Data provided below:

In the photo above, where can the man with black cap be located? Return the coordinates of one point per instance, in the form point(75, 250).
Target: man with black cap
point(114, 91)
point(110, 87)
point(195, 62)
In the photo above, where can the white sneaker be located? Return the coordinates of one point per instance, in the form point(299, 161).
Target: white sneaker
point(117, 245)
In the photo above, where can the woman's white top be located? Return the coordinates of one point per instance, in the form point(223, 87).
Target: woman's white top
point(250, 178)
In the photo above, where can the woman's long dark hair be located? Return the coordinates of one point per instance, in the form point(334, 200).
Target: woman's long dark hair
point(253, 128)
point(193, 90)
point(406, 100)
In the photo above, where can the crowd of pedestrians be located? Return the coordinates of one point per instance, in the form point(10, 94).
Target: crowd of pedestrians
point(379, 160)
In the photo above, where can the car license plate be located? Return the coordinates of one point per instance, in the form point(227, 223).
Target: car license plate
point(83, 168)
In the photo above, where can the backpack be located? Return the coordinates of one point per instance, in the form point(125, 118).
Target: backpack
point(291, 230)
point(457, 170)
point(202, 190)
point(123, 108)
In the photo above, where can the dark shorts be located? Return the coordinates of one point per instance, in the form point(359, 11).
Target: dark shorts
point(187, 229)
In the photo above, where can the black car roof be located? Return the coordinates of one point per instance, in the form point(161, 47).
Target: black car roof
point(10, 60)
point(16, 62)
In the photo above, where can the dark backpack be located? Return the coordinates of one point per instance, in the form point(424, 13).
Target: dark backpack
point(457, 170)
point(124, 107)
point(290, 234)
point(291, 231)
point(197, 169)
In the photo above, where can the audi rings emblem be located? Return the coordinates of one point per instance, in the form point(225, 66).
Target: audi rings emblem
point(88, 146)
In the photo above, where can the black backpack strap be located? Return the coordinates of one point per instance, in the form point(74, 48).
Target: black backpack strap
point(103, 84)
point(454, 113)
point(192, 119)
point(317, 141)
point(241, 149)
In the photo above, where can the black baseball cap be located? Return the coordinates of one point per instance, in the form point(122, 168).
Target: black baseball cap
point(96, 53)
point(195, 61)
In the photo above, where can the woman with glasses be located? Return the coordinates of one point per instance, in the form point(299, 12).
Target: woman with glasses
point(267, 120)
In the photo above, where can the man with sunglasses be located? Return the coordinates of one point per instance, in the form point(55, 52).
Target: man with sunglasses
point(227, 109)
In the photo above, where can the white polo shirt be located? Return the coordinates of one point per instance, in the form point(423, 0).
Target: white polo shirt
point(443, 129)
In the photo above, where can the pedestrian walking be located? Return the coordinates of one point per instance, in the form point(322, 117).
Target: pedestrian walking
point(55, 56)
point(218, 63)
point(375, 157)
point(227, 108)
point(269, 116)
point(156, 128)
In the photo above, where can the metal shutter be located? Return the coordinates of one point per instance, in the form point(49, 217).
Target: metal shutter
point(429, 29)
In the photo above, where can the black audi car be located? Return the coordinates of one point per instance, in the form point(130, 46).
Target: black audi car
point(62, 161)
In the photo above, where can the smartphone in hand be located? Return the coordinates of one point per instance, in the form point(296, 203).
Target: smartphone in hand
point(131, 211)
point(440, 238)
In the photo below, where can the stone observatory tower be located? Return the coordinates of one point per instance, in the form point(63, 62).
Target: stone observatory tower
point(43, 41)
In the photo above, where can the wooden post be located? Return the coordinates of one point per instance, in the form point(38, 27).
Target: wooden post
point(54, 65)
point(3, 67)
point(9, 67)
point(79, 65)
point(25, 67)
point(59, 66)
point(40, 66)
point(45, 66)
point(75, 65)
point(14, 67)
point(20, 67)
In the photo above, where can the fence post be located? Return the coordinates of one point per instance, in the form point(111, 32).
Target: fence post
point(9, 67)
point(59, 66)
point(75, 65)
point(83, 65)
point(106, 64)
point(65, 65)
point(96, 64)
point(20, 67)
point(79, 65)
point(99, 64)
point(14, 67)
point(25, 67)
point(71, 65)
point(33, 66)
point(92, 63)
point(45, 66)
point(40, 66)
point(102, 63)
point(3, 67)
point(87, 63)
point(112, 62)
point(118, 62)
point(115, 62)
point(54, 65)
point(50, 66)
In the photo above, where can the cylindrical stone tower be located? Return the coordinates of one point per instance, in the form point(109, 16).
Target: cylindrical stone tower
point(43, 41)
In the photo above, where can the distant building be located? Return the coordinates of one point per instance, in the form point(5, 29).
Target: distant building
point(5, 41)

End of Data provided.

* What is expected:
Nothing should appear in the answer except the lines from the one containing "In the photo above, where can the fence" to the end of the data above, reproduced exactly.

* Exercise output:
In the photo above, where can the fence post be located? Return the coordinates of one point per instance, in the form point(111, 32).
Target: fence post
point(9, 67)
point(59, 66)
point(75, 65)
point(83, 65)
point(106, 64)
point(65, 65)
point(96, 64)
point(20, 67)
point(79, 65)
point(99, 64)
point(14, 67)
point(25, 67)
point(71, 65)
point(33, 66)
point(92, 63)
point(45, 66)
point(40, 66)
point(102, 63)
point(3, 67)
point(87, 63)
point(112, 62)
point(118, 62)
point(115, 62)
point(54, 65)
point(50, 66)
In the photo above, where can the cylindrical stone tower be located? Return the coordinates of one point per instance, in the form point(109, 16).
Target: cylindrical stone tower
point(43, 41)
In the photo above, where can the distant building be located? Return the coordinates of one point per instance, in the form point(5, 29).
Target: distant building
point(5, 41)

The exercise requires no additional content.